> Exercises
(1) From the Pickle AI description, write out the passage from "What it does" up to and including "in the content.".
(2) According to the Pickle AI description, what two things does Pickle AI listen to?
(3) Carry on the Pickle AI description from its last line.

> Text section
════

Inspiration

The rise of IRL streaming giants like Kai Cenat and Adin Ross has transformed Twitch. It took content out of the bedroom and into the real world. However, this shift created a massive disconnect. When a streamer is out living life, walking through Tokyo or exploring a haunted house, they cannot be glued to their phone screen reading 100 messages a second.

This makes it incredibly hard to bond with the community. The "chat" becomes a blur of text rather than a group of people. We wanted to solve this by personifying the chaos. Pickle AI gives the "Hivemind" a single voice, a face, and a memory. It aggregates the sentiment of thousands of viewers into one intelligent virtual co-host that travels with you. It allows the streamer to interact with their community naturally, just like talking to a friend walking next to them.

What it does

Pickle AI is a modular, multi-modal companion that acts as the "collective brain" of a Twitch stream. It does not just read donations. It actively participates in the content.

  • It Listens: It monitors Twitch chat for questions and sentiment, and listens to the streamer's voice via a microphone.
  • It Sees: Using real-time computer vision, it analyzes the video feed to understand the physical environment (e.g., "I see you are holding a coffee cup").

════

> Data extracts
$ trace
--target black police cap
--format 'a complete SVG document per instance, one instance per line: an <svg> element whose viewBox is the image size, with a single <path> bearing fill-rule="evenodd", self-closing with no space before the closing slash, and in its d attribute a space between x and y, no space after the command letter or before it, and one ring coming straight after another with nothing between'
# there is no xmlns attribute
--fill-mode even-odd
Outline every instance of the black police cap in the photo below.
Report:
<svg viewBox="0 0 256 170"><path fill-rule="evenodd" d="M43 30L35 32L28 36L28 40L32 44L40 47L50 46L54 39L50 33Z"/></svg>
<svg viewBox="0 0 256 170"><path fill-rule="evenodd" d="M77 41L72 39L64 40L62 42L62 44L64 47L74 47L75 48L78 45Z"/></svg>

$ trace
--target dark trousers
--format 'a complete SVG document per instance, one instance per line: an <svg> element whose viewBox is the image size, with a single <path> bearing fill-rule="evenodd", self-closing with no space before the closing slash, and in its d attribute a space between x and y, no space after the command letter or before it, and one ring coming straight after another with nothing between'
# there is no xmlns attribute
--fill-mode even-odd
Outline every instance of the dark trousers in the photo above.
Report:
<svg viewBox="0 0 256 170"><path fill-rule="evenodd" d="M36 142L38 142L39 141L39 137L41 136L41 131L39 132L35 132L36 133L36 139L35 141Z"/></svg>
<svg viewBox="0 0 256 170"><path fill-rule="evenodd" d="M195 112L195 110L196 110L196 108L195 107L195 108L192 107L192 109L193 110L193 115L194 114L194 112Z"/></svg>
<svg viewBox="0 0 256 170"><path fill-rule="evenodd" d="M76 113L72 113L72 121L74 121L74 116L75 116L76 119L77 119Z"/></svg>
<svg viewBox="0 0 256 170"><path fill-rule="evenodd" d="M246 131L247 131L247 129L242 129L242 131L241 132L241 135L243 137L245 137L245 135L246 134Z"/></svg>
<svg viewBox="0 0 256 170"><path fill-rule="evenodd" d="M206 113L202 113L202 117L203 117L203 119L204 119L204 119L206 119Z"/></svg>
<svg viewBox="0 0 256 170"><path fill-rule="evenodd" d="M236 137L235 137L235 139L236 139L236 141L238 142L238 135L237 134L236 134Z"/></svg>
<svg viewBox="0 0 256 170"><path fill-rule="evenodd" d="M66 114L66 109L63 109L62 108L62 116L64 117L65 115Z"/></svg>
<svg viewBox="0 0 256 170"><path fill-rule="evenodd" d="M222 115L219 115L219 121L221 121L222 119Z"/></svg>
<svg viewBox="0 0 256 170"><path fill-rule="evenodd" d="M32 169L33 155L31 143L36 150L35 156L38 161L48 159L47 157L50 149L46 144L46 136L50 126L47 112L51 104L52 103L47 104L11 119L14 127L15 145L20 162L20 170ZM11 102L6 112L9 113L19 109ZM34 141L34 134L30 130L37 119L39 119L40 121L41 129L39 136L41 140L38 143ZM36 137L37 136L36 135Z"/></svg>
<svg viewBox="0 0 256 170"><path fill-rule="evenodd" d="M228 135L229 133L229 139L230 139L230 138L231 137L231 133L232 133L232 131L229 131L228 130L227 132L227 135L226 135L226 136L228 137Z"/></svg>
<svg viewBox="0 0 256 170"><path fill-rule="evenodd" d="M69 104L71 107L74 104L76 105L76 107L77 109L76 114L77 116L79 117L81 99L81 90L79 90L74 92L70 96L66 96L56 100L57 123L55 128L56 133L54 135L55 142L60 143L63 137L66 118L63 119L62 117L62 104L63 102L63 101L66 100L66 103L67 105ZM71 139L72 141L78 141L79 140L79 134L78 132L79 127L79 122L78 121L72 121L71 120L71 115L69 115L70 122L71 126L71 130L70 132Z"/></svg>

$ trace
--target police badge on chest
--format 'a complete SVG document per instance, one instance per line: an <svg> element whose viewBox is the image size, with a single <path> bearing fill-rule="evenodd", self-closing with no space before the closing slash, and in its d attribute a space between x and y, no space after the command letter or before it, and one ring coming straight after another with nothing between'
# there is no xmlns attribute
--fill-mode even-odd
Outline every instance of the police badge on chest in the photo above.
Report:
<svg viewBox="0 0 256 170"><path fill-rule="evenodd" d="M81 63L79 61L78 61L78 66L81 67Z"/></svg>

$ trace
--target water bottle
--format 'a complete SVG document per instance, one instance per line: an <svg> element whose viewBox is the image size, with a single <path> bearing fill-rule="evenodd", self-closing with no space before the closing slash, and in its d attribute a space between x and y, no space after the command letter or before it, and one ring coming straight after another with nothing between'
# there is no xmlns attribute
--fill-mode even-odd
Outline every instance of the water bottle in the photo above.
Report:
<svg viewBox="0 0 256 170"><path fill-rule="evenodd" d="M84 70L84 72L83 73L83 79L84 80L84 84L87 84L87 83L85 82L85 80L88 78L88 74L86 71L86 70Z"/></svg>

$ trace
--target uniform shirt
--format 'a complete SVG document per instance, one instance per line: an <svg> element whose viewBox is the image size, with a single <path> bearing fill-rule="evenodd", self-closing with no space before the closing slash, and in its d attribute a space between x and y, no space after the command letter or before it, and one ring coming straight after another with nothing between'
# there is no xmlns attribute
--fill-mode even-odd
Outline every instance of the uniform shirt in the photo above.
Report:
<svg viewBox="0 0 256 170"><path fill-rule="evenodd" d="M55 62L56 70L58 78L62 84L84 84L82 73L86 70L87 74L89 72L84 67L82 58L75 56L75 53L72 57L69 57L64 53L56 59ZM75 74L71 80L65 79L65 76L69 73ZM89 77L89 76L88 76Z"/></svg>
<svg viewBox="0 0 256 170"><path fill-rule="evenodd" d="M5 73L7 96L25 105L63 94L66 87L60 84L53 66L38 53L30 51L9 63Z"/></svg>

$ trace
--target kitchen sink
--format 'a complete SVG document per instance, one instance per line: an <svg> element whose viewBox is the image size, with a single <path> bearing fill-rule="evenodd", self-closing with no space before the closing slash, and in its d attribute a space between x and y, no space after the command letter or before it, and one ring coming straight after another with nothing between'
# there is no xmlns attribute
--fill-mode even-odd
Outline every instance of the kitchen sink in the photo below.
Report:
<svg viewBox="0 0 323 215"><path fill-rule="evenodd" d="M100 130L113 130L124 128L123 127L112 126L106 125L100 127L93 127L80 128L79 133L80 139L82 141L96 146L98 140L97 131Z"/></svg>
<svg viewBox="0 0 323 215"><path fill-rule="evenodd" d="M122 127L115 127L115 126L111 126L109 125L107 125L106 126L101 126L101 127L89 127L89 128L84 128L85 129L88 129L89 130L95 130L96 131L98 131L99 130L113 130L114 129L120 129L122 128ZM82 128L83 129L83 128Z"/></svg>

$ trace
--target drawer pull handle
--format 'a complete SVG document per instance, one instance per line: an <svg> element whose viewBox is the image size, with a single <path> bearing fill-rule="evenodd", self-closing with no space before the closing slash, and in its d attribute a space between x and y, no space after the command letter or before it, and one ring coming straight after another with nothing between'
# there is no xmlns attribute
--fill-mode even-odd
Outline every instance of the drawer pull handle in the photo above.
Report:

════

> Answers
(1)
What it does

Pickle AI is a modular, multi-modal companion that acts as the "collective brain" of a Twitch stream. It does not just read donations. It actively participates in the content.

(2) Twitch chat, for questions and sentiment, and the streamer's voice through a microphone.

(3)
  • It Speaks: It responds vocally using low-latency Text-to-Speech, engaging in banter or answering questions.
  • It Remembers: Unlike standard bots, it uses a RAG (Retrieval-Augmented Generation) memory system to recall details about specific viewers and past conversations ("Hey user123, how did that exam go last week?").

How we built it

We architected Pickle AI as a microservices-inspired system to handle the heavy load of real-time multi-modal processing:

  • The Brain (Backend): Built with Python and FastAPI. We use Ollama running locally (Phi-3.5) for privacy-first intelligence, avoiding expensive API costs.
  • The Memory (RAG): We implemented a hybrid memory architecture using ChromaDB. It combines a "Short-Term Memory" deque for immediate conversational flow with "Long-Term Memory" vector embeddings to store and retrieve user facts.
  • The Eyes (Vision Sidecar): Python lacks native browser APIs for WebRTC, so we built a Node.js + Puppeteer sidecar. It runs a headless browser to load the Overshoot AI SDK, which captures the video feed, analyzes it, and sends scene descriptions back to the Python core via WebSocket.
  • The Voice: We integrated Deepgram for both Speech-to-Text (STT) and Text-to-Speech (TTS) due to its incredible speed, routing audio through virtual cables to OBS.

Challenges we ran into

  • The "Blind" Python Problem: We wanted to use the Overshoot AI SDK for vision, but it is designed for browsers, not Python backends. We had to hack together a "Sidecar" solution where a hidden Node.js server launches a headless Chrome instance just to give the AI "eyes."
  • Context Window Limits: We could not just feed the LLM every chat message. We had to build a "Context Assembler" that intelligently selects only the most relevant messages and retrieves long-term memories based on semantic similarity. This ensures the AI stays on topic without blowing up the context window.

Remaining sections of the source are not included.